We talked for about an hour and half, rarely losing eye contact. He
seemed to me a vastly improved version of myself, a sort of black,
Brazilian Barlow, more talented, wise, and accomplished, but saddled
with none of my vices.

We found that we agreed in great and simple completeness on a number
of important matters. We agree that music - indeed, all of human
creation - is an ecosystem that deserves more thoughtful stewardship
than it’s getting. We admire the works of Frank Zappa, Andre
Malreaux, Bob Marley, Pink Floyd, and Teilhard de Chardin (among
many, more obscure, others). We believe there is One Love. We believe
that fear is the only problem. We think that the economics of
creativity may be very different from the economics of manufacturing.

What the task asks: Reproduce verbatim the span of the conversation passage that begins at the words "We talked for" and stops after the words "of my vices.". The entries are independent material with no connection to the conversation passage.

Excerpts from a point-labeling dataset:
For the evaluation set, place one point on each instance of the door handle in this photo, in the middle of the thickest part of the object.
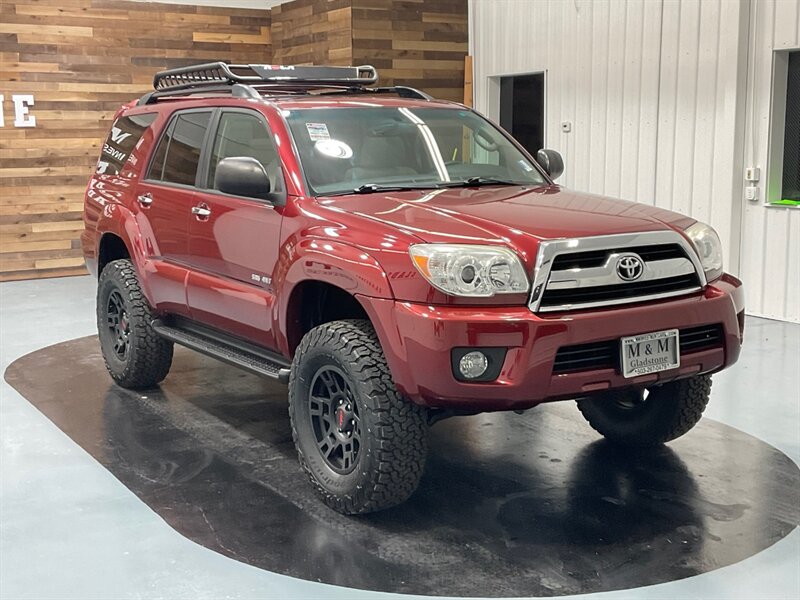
(201, 211)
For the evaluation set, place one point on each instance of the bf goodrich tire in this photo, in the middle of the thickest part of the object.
(361, 443)
(135, 355)
(663, 413)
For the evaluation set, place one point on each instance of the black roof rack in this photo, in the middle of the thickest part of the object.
(250, 81)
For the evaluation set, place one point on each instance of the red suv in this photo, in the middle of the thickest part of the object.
(397, 260)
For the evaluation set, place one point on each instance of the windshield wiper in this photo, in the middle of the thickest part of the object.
(479, 181)
(371, 188)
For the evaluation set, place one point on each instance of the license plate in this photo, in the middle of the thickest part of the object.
(650, 353)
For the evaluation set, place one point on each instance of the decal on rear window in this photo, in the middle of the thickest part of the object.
(123, 139)
(318, 131)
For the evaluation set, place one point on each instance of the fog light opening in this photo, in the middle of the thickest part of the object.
(473, 364)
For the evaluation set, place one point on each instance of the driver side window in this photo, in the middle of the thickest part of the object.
(240, 134)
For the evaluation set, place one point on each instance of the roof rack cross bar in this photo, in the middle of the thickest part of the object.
(249, 81)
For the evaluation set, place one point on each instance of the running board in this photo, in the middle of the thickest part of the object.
(248, 359)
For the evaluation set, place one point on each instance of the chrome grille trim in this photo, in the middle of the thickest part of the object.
(602, 276)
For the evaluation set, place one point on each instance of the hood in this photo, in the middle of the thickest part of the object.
(506, 214)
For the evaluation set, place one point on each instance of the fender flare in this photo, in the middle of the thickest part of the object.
(342, 265)
(118, 220)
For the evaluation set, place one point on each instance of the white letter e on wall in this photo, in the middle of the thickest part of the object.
(21, 104)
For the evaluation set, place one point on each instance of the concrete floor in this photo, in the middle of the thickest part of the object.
(69, 529)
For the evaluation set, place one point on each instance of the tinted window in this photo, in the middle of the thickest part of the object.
(178, 153)
(125, 134)
(240, 134)
(344, 148)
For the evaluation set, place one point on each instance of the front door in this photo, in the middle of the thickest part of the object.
(166, 197)
(235, 240)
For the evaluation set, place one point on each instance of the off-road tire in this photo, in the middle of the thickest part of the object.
(393, 431)
(149, 356)
(669, 411)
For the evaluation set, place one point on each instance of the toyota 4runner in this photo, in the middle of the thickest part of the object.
(396, 259)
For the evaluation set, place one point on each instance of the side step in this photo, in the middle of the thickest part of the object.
(248, 358)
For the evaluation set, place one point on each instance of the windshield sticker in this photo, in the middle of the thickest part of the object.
(318, 131)
(334, 149)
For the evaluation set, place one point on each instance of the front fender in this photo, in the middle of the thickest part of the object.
(342, 265)
(118, 220)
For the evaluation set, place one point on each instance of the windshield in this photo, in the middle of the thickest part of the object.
(343, 149)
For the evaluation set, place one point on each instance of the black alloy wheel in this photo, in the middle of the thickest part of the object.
(334, 419)
(135, 355)
(119, 324)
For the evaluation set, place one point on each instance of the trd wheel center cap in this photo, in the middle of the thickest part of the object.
(344, 421)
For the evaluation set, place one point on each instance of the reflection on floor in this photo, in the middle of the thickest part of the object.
(509, 506)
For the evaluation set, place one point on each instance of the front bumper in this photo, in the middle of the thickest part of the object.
(417, 340)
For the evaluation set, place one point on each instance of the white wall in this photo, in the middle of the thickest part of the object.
(770, 235)
(656, 94)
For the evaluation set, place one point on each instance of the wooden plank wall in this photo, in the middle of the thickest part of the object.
(82, 59)
(420, 43)
(312, 32)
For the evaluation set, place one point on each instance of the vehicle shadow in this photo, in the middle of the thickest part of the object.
(510, 505)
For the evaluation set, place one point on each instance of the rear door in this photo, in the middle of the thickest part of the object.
(234, 240)
(166, 197)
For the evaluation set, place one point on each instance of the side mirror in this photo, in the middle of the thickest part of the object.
(551, 162)
(243, 176)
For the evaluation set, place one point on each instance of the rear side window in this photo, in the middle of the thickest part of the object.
(178, 153)
(122, 140)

Correct output:
We talked for about an hour and half, rarely losing eye contact. He
seemed to me a vastly improved version of myself, a sort of black,
Brazilian Barlow, more talented, wise, and accomplished, but saddled
with none of my vices.